» **Brief**: Reproduce the entries that follow verbatim, down to the final line.

[Start of section]

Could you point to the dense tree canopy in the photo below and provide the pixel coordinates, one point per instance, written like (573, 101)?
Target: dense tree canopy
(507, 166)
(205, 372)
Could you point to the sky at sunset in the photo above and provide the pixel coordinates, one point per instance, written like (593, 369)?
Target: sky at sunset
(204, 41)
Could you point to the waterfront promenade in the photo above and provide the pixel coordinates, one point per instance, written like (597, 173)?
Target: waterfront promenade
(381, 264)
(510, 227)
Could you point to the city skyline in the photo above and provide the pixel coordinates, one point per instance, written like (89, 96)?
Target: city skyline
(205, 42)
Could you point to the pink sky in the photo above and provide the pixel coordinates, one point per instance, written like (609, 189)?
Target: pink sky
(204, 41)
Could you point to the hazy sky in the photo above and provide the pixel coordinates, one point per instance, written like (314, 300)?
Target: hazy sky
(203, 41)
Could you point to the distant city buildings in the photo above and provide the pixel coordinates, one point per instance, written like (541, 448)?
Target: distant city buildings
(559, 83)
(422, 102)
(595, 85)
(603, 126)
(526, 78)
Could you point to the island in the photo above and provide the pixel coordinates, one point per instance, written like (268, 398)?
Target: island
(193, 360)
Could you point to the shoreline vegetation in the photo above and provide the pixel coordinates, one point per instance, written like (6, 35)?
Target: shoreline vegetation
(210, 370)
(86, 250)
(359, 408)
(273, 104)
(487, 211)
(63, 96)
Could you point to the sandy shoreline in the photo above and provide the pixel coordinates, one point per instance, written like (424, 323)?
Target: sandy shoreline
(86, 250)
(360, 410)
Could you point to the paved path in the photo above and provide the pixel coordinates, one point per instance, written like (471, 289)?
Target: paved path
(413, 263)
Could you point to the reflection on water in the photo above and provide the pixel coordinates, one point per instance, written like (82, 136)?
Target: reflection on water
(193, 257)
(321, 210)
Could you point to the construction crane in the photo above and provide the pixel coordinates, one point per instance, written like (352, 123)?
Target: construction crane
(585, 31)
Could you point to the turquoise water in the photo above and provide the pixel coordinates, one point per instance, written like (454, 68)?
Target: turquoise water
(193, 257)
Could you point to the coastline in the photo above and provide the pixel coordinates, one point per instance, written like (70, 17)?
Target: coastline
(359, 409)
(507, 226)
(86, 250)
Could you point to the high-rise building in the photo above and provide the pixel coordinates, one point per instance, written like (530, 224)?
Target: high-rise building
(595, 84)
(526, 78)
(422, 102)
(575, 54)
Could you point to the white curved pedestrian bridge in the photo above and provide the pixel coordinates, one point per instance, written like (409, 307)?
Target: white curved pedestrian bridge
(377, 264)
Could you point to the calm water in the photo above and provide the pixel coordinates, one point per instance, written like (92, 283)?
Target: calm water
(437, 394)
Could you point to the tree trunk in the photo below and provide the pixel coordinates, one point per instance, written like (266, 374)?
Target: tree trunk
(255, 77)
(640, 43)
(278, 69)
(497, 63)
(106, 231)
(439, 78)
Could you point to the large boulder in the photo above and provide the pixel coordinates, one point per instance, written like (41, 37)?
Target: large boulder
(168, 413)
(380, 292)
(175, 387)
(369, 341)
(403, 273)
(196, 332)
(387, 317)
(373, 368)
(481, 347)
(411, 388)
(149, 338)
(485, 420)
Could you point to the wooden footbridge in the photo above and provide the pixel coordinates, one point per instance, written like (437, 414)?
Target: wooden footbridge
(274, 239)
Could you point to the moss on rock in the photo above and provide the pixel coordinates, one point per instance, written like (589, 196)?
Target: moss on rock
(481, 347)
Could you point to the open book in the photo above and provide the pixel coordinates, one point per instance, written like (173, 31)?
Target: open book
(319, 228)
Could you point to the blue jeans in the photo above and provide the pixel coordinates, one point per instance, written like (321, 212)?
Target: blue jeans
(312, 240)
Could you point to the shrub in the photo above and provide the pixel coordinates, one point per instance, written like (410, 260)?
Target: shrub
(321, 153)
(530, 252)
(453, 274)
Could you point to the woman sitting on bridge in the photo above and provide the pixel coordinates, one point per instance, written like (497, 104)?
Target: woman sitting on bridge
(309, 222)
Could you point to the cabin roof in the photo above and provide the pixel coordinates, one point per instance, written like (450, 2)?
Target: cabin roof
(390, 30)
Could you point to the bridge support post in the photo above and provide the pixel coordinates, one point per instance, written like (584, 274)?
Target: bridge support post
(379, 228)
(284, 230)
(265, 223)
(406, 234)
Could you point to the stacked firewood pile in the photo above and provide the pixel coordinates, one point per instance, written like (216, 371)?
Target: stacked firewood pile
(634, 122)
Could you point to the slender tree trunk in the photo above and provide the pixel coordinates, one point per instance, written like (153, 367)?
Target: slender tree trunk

[End of section]

» **Output of the task**:
Could you point to the dense tree canopy in the photo below and provide the pixel coordinates, one point per instance, written like (573, 101)?
Target: dense tree canopy
(507, 166)
(205, 372)
Could you point to the sky at sunset in the photo above and provide the pixel coordinates, one point per instance, written like (593, 369)?
Target: sky at sunset
(204, 41)
Could you point to the waterfront promenade in the photo above and provide the pixel coordinates, one point per instance, written like (597, 173)?
Target: waterfront promenade
(381, 264)
(510, 227)
Could you point to the city skyline in the photo above and provide the pixel coordinates, one point per instance, written like (89, 96)?
Target: city skyline
(205, 42)
Could you point to the pink sky in the photo above and provide the pixel coordinates, one point per instance, written like (609, 189)?
Target: pink sky
(204, 41)
Could you point to the hazy sky in the photo above and provide the pixel coordinates, one point per instance, written like (314, 300)?
Target: hazy sky
(203, 41)
Could you point to the distant city buildings in the photo above and provide the pixel coordinates, one point per instance, written like (541, 448)?
Target: distant city buildings
(559, 83)
(422, 102)
(595, 85)
(603, 126)
(526, 78)
Could you point to the island in the photo above and provide the pixel coordinates, one point per instance, written like (268, 398)?
Target: island
(193, 360)
Could you point to the shoreline vegetation in the photo above and provide the pixel coordinates, one point per instance, written like (6, 35)?
Target: shoreline vegetation
(210, 370)
(86, 250)
(359, 408)
(273, 104)
(487, 211)
(63, 96)
Could you point to the sandy shoreline in the photo above and provide the pixel coordinates, one point per instance, written like (424, 323)?
Target: sandy shoreline
(86, 250)
(360, 410)
Could you point to the paved path in the photo above and provide the pixel coordinates, one point per instance, written like (471, 289)?
Target: paved path
(413, 263)
Could you point to the reflection on water in the photo above and provide the pixel coordinates, one point per instance, written like (82, 136)?
Target: reflection on water
(193, 257)
(321, 210)
Could you point to the construction crane in the photo above and provide the pixel coordinates, one point per instance, written like (352, 123)?
Target: construction crane
(585, 31)
Could you point to the turquoise water in the photo above and provide the pixel coordinates, one point per instance, written like (454, 68)?
Target: turquoise water
(193, 257)
Could you point to the coastline in the photo above and provide the pixel coordinates, one point per instance, written like (70, 17)?
Target: coastline
(359, 409)
(507, 226)
(86, 250)
Could you point to the high-rise building in the photo above and provide the pixel coordinates, one point per instance, written like (530, 224)?
Target: high-rise building
(595, 84)
(526, 78)
(422, 102)
(575, 54)
Could you point to the white curved pedestrian bridge in the photo above and provide the pixel coordinates, one point per instance, written like (409, 307)?
Target: white curved pedestrian bridge
(377, 264)
Could you point to the calm water in the photo above and provide the pixel coordinates, one point per instance, written like (92, 283)?
Target: calm water
(437, 394)
Could you point to the tree trunk in the photo below and provide the pixel coordinates, one point per instance, written like (266, 374)?
Target: tree trunk
(255, 77)
(640, 43)
(278, 69)
(497, 63)
(106, 231)
(439, 78)
Could you point to the large boulder in the photo above and provide the pixel coordinates, one point per instance, written like (41, 37)?
Target: large boulder
(168, 413)
(380, 292)
(175, 387)
(369, 341)
(403, 273)
(196, 332)
(387, 317)
(373, 368)
(481, 347)
(411, 388)
(149, 338)
(485, 420)
Could you point to the wooden footbridge in the photo above and provide the pixel coordinates, one point per instance, written like (437, 414)?
Target: wooden footbridge
(274, 239)
Could you point to the moss on rock in the photo above and provide the pixel coordinates, one point per instance, written like (589, 196)?
Target: moss on rock
(481, 347)
Could you point to the open book in the photo above and provide the pixel coordinates, one point per instance, written like (173, 31)?
Target: open book
(319, 228)
Could you point to the blue jeans in the photo above and provide the pixel coordinates, one point per instance, written like (321, 212)?
Target: blue jeans
(312, 240)
Could you point to the shrub in the photo above and provide the pixel coordinates, one point per instance, written like (410, 260)?
Target: shrub
(321, 153)
(530, 252)
(453, 274)
Could you point to the woman sitting on bridge in the photo above and provide the pixel coordinates, one point per instance, written like (497, 104)?
Target: woman sitting on bridge
(309, 222)
Could you point to the cabin roof in the photo above and provide the pixel coordinates, one point per instance, written like (450, 2)?
Target: cabin roof
(390, 30)
Could you point to the bridge support post in the photo above and provide the pixel coordinates, one point per instance, written like (584, 274)?
Target: bridge support post
(379, 228)
(284, 230)
(265, 223)
(406, 234)
Could you point to the stacked firewood pile in the photo above and provide the pixel coordinates, one point per instance, written like (216, 371)?
Target: stacked firewood pile
(634, 122)
Could you point to the slender tree trunk in the photo above and provide the pixel coordinates, one point per instance, written like (153, 367)?
Target: slender tree trunk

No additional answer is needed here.